── TEXT EXCERPT

There will be about two million fewer American workers by 2017 because of the Affordable Care Act, or "Obamacare," a Congressional Budget Office report released Tuesday finds.
Overall, employment is expected to increase, though not as much as it would if the ACA had never become law. The job losses will increase to 2.5 million by 2021.
The estimate is for full-time employment, the report notes. Some of the losses will lead to unemployment while some of the losses will translate to part-time employment.
The reduction, CBO believes, will be caused by disincentives to work that are in the law.
"CBO estimates that the ACA will reduce the total number of hours worked, on net, by about 1.5 percent to 2.0 percent during the period from 2017 to 2024, almost entirely because workers will choose to supply less labor – given the new taxes and other incentives they will face and the financial benefits some will receive," the report states.
A 2010 report had estimated there would only be about 800,000 job losses by 2021. The revised estimate is based upon the incorporation of additional data and new research into the CBO's analysis.
"There are several reasons for that difference," the report says. "CBO has now incorporated into its analysis additional channels through which the ACA will affect labor supply, reviewed new research about those effects, and revised upward its estimates of the responsiveness of labor supply to changes in tax rates."
The ACA provisions that will have the biggest impact on employment, CBO believes, are (in order of importance): the subsidies to purchase health insurance on the exchanges, the expansion of Medicaid eligibility, the penalties placed on employers who choose not to provide coverage, and the payroll tax increases on those making more than $200,000 (or $250,000 for families).
The subsidies will create disincentives to work, the report says, because as income rises the subsidy decreases, or could go away entirely.
Because of the subsidy, the report says, "some people will choose not to work or will work less – thus substituting other activities for work. The income effect arises because subsidies increase available resources – similar to giving people greater income – thereby allowing some people to maintain the same standard of living while working less."
The White House took issue with the report's findings. The fact that there have been job gains since the ACA began to be implemented, the White House said, proves that the ACA will not cause job losses.
"While many factors affect job growth, the actual performance of businesses refutes those who predicted that the Affordable Care Act would dramatically hurt the economy," the White House statement read.

────
── DATA SHOWN

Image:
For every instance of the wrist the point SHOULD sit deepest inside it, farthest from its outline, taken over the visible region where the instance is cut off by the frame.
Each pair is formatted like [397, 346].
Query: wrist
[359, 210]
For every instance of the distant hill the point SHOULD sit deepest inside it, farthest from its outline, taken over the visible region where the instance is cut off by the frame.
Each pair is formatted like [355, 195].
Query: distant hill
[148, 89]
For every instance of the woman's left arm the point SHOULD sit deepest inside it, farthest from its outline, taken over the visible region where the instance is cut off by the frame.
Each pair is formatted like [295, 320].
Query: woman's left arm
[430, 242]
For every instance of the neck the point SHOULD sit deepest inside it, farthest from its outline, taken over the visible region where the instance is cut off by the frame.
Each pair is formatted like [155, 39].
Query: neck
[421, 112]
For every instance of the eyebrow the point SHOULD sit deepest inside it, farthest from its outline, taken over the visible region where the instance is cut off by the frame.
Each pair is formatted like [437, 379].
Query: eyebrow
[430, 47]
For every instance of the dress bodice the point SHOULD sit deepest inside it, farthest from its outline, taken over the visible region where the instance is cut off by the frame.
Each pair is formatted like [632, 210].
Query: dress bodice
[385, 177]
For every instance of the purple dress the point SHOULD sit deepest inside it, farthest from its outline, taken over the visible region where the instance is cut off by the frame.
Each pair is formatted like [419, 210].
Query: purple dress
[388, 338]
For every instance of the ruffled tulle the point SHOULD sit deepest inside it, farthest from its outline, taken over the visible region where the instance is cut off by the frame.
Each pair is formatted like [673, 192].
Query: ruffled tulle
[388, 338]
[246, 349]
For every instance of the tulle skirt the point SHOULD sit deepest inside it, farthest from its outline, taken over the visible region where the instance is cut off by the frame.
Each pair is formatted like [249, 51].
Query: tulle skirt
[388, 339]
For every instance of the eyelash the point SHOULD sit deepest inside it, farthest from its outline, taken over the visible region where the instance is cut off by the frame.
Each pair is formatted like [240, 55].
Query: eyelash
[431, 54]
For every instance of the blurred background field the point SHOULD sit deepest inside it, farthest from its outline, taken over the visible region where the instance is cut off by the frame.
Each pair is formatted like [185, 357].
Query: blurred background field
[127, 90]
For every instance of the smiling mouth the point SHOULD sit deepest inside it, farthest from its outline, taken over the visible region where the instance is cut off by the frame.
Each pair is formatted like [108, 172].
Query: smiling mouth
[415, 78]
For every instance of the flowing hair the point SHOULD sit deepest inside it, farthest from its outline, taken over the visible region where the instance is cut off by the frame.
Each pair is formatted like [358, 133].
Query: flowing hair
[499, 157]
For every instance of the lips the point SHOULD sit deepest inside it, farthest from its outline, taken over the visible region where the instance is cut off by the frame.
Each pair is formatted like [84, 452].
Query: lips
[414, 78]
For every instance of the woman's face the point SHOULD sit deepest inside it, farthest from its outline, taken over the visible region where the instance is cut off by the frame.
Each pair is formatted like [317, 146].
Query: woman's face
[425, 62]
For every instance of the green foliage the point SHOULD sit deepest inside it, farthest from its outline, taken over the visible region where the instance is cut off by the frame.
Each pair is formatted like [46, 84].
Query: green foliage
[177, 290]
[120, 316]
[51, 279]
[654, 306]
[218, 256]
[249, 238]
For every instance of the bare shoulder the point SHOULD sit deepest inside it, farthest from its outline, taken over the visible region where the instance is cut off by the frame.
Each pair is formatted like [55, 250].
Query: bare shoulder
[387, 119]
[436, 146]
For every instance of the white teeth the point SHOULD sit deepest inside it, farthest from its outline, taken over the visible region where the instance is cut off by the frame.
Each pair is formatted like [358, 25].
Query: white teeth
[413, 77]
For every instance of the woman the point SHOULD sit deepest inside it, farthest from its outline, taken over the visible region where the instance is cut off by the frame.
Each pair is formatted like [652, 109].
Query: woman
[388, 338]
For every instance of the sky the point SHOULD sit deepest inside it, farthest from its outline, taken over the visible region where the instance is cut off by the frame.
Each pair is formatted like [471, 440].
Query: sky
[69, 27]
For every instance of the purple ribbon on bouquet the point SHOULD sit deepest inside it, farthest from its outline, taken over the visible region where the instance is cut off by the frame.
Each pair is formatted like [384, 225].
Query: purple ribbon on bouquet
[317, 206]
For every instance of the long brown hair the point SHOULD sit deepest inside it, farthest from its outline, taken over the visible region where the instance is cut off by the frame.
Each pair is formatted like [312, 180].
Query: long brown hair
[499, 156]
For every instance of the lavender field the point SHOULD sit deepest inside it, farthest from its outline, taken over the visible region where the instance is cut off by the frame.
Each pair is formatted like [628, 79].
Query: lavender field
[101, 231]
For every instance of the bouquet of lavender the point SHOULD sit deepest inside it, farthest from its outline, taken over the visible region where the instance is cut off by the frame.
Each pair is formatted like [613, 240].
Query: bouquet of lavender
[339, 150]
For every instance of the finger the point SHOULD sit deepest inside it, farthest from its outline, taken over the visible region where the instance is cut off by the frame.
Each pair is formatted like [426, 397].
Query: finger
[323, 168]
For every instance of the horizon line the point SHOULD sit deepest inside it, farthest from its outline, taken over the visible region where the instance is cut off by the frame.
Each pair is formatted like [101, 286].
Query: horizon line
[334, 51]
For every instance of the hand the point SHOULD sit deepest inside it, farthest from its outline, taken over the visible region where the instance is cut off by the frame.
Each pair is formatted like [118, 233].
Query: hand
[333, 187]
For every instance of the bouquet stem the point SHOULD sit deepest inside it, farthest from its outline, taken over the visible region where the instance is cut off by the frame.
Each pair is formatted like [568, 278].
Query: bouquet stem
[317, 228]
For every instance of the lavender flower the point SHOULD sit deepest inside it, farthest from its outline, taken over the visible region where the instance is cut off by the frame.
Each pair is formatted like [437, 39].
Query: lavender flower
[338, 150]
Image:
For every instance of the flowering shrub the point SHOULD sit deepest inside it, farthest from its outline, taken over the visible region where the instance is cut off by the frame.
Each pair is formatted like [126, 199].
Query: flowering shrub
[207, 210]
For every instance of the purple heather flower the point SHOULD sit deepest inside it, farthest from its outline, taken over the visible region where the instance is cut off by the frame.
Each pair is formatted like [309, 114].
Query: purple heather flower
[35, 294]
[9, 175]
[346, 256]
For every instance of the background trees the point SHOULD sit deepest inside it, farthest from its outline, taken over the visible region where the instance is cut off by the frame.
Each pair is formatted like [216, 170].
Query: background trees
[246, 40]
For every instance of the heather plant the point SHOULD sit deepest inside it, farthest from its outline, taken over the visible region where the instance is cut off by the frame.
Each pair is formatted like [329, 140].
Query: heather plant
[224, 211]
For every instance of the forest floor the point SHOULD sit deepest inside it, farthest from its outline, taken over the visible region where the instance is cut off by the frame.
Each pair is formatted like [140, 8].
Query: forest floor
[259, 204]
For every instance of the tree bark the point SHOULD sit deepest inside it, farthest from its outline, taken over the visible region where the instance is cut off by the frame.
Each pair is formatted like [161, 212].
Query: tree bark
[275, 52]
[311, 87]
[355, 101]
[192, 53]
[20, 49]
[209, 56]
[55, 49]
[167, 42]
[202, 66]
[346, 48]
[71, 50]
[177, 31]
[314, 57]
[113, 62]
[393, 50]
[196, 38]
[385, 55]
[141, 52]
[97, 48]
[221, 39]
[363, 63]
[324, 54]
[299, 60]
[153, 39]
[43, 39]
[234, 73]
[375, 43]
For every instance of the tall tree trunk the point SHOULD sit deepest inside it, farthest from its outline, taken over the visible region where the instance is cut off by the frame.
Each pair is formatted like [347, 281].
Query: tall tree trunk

────

■ TASK GOAL
Extend the article on the Congressional Budget Office's estimate of the Affordable Care Act's effect on employment, starting right after its final sentence.

■ EXERCISE OUTPUT
At the same time, the White House agreed with and praised the report's findings that some would leave the labor force or work less due to the ACA.
"Over the longer run," the statement continues, "CBO finds that because of this law, individuals will be empowered to make choices about their own lives and livelihoods, like retiring on time rather than working into their elderly years or choosing to spend more time with their families. At the beginning of this year, we noted that as part of this new day in health care, Americans would no longer be trapped in a job just to provide coverage for their families, and would have the opportunity to pursue their dreams. This CBO report bears that out, and the Republican plan to repeal the ACA would strip those hard-working Americans of that opportunity."
The CBO was created by Congress to provide nonpartisan analysis of the economy and federal budget. The ACA analysis appears in Appendix C of a report on the long-term budget and economic outlook.
The report also estimates that the national debt as a percentage of the GDP will decline slightly to 72 percent by 2017, but then rise sharply to 79 percent by 2024, because federal spending is expected to grow faster than the economy.
Government spending on Social Security and health care (Medicare, Medicaid, Children's Health Insurance Program, and the ACA subsidies) is expected to increase from 9.7 percent of GDP this year to 11.7 percent by 2024. Besides the interest on the debt, all other federal government spending, such as for defense, education and other social welfare programs, is expected to decrease from 9.4 percent of GDP this year to 7.3 percent by 2024.